## Task details
Make an exact copy of the data below, leaving out every picture.

--- START ---

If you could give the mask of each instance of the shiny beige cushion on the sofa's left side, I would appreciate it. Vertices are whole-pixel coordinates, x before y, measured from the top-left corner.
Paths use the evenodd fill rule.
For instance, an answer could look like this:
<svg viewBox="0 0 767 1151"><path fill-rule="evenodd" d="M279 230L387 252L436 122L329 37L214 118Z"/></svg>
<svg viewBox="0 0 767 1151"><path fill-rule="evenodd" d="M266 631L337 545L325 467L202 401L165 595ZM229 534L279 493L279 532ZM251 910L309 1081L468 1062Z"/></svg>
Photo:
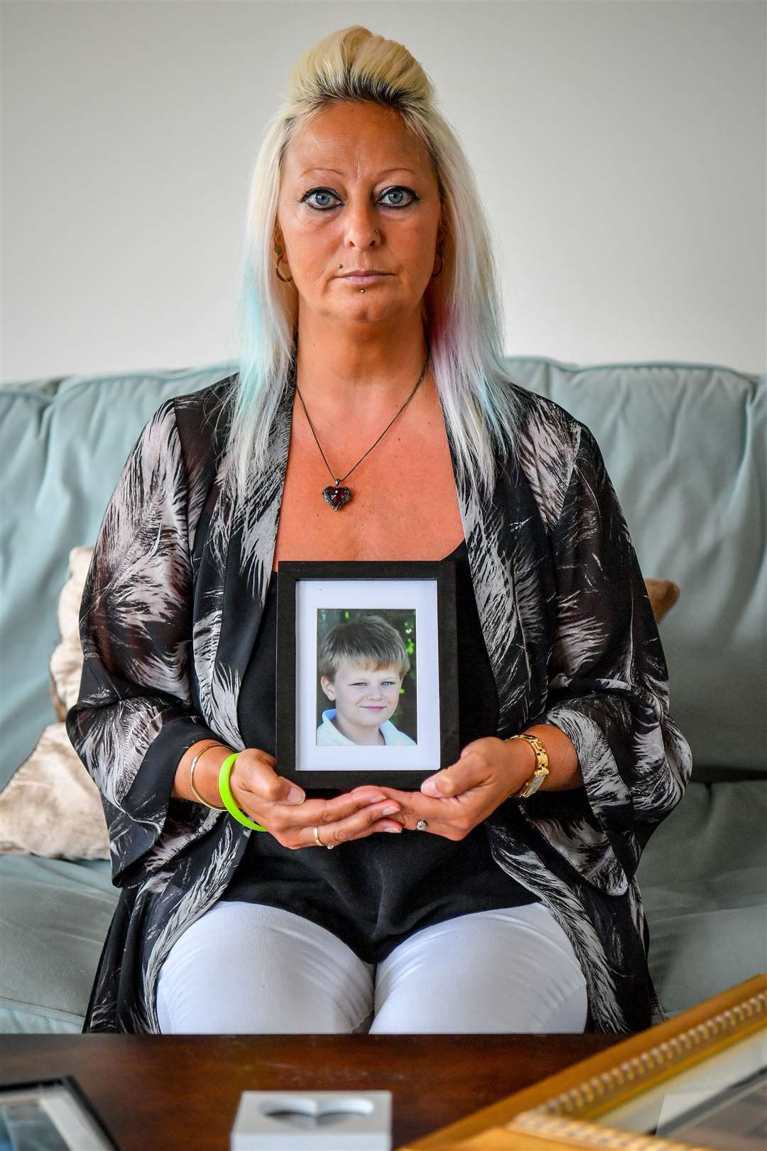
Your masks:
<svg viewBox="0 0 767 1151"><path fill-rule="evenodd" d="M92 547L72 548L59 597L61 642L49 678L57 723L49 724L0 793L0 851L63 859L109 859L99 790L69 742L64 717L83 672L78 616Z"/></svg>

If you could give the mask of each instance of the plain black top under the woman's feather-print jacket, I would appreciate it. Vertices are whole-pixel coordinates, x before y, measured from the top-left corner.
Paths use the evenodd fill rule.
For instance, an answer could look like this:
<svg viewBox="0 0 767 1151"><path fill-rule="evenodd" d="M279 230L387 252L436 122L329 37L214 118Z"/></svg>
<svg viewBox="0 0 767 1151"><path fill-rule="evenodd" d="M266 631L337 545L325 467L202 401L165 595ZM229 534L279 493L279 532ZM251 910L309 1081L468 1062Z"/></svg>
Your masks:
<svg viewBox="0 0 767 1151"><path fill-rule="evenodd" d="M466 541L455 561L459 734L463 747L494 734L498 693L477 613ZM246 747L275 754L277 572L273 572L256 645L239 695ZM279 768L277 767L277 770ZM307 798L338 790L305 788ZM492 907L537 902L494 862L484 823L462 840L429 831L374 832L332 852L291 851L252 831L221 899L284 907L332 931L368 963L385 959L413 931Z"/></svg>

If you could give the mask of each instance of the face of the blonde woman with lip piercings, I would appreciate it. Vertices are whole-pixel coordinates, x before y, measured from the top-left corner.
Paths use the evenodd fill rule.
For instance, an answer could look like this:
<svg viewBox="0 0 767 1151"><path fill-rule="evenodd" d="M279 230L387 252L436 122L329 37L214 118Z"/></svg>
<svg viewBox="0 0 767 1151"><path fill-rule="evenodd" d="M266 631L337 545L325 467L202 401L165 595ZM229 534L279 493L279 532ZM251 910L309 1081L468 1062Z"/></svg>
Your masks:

--- END ---

## Response to this exercise
If you could give the mask of each instance of the shiny beige cushion on the sofa's left side, I would appreciate it. Vertices are whole-pixel coordinates, x before y, measured from the top-left corner.
Paths use the evenodd fill rule.
For instance, an answer could look like this:
<svg viewBox="0 0 767 1151"><path fill-rule="evenodd" d="M279 230L387 252L436 122L329 37L214 118Z"/></svg>
<svg viewBox="0 0 767 1151"><path fill-rule="evenodd" d="M266 631L337 545L325 467L202 401L165 595ZM229 534L279 493L279 532ZM251 910L309 1081L468 1062Z"/></svg>
Photo:
Your masks:
<svg viewBox="0 0 767 1151"><path fill-rule="evenodd" d="M92 547L72 548L59 597L61 642L49 678L57 723L49 724L0 793L0 851L63 859L109 859L99 790L69 742L64 717L83 672L78 616Z"/></svg>

If you could give the mask of each instance of the plain black top under the woman's feather-print jacket, I would appreciate it. Vertices are whole-pixel coordinates, x before y, measured from the top-left corner.
Paths use the evenodd fill rule.
For instance, an answer could look like this:
<svg viewBox="0 0 767 1151"><path fill-rule="evenodd" d="M279 230L387 252L436 122L329 37L214 118Z"/></svg>
<svg viewBox="0 0 767 1151"><path fill-rule="evenodd" d="M266 631L337 545L325 467L202 401L165 595ZM229 534L279 493L279 532ZM251 910L309 1081L468 1062Z"/></svg>
Your masks:
<svg viewBox="0 0 767 1151"><path fill-rule="evenodd" d="M466 541L455 561L459 734L463 747L494 734L498 693L477 613ZM246 747L275 754L277 572L273 572L256 645L239 695ZM279 768L277 767L277 770ZM307 798L338 790L305 788ZM492 907L537 902L494 862L484 823L462 840L429 831L374 832L332 852L291 851L252 831L221 899L284 907L332 931L368 963L385 959L413 931Z"/></svg>

If you could give the mask of each instance of the face of the blonde woman with lip piercings, I would appreciate it. Vertices are whole-pixel coordinates, x before y, measured from the top-left corner.
Paths use the evenodd fill rule.
For instance, an answer could look like this:
<svg viewBox="0 0 767 1151"><path fill-rule="evenodd" d="M279 230L387 252L436 122L329 37L214 118Z"/></svg>
<svg viewBox="0 0 767 1151"><path fill-rule="evenodd" d="M266 631L337 545L325 467L202 401L165 595ZM229 534L279 493L279 532ZM251 910L309 1081L468 1062Z"/></svg>
Your masks:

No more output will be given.